In the text about the SWEAP instrument below, repeat word for word the part that starts with "The Solar Wind" and goes on through "the coronal plasma).".

• _Selected text_:

——

The Solar Wind Electrons Alphas and Protons (SWEAP) is an instrument on the Parker Solar Probe, designed for an unmanned mission to the Sun's outer corona. The Parker Solar Probe was launched by a Delta IV Heavy on 12 August 2018 from Cape Canaveral, Florida. SWEAP includes two types of instruments: the Solar Probe Cup (SPC) and Solar Probe Analyzers (SPAN). SWEAP has four sensors overall, and is designed to take measurements of solar wind including electrons, ions of hydrogen (protons), and helium (the main components of solar wind and the coronal plasma).

==Background==
Scientists studying emission spectra of the Sun's corona during total solar eclipses thought they had found the presence of a new element they called "coronium." In the late 1930s, Walter Grotrian and Bengt Edlén postulated instead that these spectra were from highly ionized known elements, particularly iron. Since the levels of ionization they proposed required temperatures in the millions of Kelvins, this idea was initially not accepted as those temperatures were far higher than the actual surface of the Sun. This disparity was thought impossible as the corona should be cooler than the Sun, given that it lacks any apparent heat source of its own. Later measurements of the corona's temperature by other means suggested this idea was correct. Why this apparent disparity exists, now called the coronal heating problem, is still not known for certain.

——

• _Material provided_:
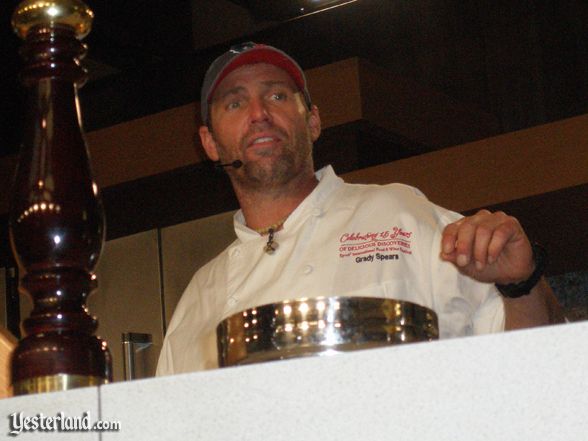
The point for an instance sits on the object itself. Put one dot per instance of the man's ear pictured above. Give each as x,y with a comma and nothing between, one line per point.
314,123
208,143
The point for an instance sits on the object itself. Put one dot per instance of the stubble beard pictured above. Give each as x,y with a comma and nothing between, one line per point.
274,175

——

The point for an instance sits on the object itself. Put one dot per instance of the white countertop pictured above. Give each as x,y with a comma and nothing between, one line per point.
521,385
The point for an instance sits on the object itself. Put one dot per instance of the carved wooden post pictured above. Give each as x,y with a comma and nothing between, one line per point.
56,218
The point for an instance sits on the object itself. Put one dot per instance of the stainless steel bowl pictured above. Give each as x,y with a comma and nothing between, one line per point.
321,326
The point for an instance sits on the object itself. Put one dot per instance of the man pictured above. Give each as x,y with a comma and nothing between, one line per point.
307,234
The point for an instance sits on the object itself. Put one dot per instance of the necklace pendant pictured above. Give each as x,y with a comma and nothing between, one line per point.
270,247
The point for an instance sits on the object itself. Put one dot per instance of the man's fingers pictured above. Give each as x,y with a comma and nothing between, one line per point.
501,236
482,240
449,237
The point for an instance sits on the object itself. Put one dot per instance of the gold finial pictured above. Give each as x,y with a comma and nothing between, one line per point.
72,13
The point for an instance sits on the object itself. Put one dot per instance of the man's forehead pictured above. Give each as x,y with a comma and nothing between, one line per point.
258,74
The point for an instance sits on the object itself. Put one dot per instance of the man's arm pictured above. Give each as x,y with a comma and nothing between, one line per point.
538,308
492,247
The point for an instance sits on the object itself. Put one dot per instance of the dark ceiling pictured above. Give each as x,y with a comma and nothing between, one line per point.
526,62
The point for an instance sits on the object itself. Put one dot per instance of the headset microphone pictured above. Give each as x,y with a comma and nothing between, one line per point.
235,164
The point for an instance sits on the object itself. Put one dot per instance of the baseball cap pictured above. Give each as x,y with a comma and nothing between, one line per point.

——

• _Task result_:
The Solar Wind Electrons Alphas and Protons (SWEAP) is an instrument on the Parker Solar Probe, designed for an unmanned mission to the Sun's outer corona. The Parker Solar Probe was launched by a Delta IV Heavy on 12 August 2018 from Cape Canaveral, Florida. SWEAP includes two types of instruments: the Solar Probe Cup (SPC) and Solar Probe Analyzers (SPAN). SWEAP has four sensors overall, and is designed to take measurements of solar wind including electrons, ions of hydrogen (protons), and helium (the main components of solar wind and the coronal plasma).